Pointing dataset records:
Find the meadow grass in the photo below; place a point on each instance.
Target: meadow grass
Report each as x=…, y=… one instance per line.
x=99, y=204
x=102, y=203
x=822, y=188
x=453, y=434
* * *
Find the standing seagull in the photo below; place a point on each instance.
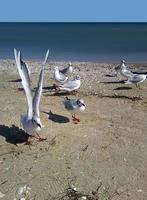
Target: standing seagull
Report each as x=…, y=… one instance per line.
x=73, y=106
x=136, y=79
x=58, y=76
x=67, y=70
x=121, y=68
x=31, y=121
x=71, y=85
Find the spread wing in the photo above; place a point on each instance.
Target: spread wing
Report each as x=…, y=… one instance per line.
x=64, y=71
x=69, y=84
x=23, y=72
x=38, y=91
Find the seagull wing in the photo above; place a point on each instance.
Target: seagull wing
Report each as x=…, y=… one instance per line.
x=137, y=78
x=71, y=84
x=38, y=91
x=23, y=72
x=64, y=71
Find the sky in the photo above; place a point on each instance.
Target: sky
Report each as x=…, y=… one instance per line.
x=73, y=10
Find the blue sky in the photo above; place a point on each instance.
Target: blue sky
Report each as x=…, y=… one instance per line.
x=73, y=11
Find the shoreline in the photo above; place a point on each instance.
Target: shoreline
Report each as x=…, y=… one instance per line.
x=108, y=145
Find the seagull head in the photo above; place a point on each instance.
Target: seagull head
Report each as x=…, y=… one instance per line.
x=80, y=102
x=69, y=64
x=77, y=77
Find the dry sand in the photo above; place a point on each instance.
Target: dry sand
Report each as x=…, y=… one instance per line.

> _WHAT YOU NEED TO DO_: Turn the part of the data that opens with the line containing "Find the meadow" and closes with the line containing "x=453, y=434" into a JSON list of strings. Include both of those lines, give one string per line, and leave out any blank lines.

> _WORKED ANSWER_:
[
  "Find the meadow grass in the photo below; place a point on each instance.",
  "Target: meadow grass",
  "Report each as x=…, y=… one instance per line.",
  "x=99, y=204",
  "x=102, y=203",
  "x=822, y=188",
  "x=453, y=434"
]